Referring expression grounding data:
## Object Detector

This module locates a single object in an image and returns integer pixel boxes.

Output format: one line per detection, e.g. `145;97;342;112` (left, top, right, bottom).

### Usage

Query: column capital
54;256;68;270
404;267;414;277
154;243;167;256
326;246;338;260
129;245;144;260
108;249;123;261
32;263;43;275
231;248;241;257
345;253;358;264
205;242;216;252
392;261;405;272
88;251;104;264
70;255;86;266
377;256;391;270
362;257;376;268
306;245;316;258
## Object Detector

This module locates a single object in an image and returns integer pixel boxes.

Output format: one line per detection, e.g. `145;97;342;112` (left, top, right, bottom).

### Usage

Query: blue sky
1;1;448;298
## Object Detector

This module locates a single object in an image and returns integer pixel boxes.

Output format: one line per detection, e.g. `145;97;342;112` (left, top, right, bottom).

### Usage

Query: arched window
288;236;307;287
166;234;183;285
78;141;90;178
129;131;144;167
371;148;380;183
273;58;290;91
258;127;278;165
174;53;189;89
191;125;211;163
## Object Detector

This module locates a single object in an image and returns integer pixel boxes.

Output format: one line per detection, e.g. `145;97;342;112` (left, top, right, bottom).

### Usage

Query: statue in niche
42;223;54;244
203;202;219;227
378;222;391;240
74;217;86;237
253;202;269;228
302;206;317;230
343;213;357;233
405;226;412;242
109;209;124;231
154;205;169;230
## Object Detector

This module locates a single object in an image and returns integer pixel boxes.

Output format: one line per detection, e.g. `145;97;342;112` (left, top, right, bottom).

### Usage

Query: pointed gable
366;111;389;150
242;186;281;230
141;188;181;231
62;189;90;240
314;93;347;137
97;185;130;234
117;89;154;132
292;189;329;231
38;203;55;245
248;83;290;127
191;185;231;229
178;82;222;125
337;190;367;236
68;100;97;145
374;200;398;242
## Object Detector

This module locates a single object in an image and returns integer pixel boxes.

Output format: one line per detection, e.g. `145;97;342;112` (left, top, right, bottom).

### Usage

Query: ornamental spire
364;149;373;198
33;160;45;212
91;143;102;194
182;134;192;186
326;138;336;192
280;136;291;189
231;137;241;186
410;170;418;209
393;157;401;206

### WHAT TO WORK ON:
Without any alteration, repeat each entry shown above.

### SOLUTION TO THIS EXERCISE:
## Object Detector

This module locates a single object in an image and returns integer pixel boxes.

Output format: one line per detection, e.g. `145;97;342;112` (left, top, right, bottom).

### Usage

Query: column capital
54;256;68;270
404;267;414;277
154;243;167;256
326;246;338;260
129;245;144;260
108;249;123;261
32;263;43;275
231;248;241;257
345;253;358;264
205;242;216;252
392;261;405;272
88;251;104;264
70;255;86;266
377;256;391;270
362;257;376;268
306;245;316;258
## Object Detector

This module locates a single object in an image and returns integer pixel boxes.

Output format: one line per detection, e.g. `145;97;342;112` (left, top, right, bottom).

### Usage

Query: blue sky
1;1;448;298
## Object Detector

This module locates a single object in an image and returns integer pixel boxes.

Output format: one line per detection, e.g. `145;97;342;112` (left, top, right, bottom).

### Usage

Query: arched window
288;236;307;287
166;234;183;285
78;141;90;178
129;131;144;167
371;148;380;183
273;58;290;91
258;127;278;165
174;53;189;89
191;125;211;163
## Object Detector

This module locates a single object in an image and returns integer pixel boxes.

Output format: one line per detection, e.g. `145;97;342;112` (left, top, right, bottom).

### Usage

Query: statue in niche
42;223;54;244
203;202;219;227
378;222;391;240
74;217;86;237
253;202;269;228
302;206;317;230
343;213;357;233
405;226;412;242
109;209;124;231
154;205;169;230
## Object Detector

This module locates a single object in an image and returns integer pixel boxes.

Output format: one line per detection, e.g. `145;97;342;112` (left, top, right, bottom).

### Usage

Query: pointed gable
366;111;389;150
242;186;281;230
141;188;181;231
62;189;90;240
314;93;347;137
97;185;130;234
117;89;154;132
292;189;329;231
38;203;55;245
248;83;290;127
191;185;231;229
178;82;222;125
337;190;367;236
68;100;97;145
374;200;398;242
## Object Detector

This module locates a single object in an image and returns integer pixel boxes.

Output format: one line per detection, e.g. `145;97;342;112` (left, top, right, bottom).

### Usage

Query: ornamental spire
364;149;373;198
33;160;45;212
91;143;102;194
182;134;192;186
326;138;336;192
280;136;291;189
231;137;241;186
410;170;418;209
393;157;401;206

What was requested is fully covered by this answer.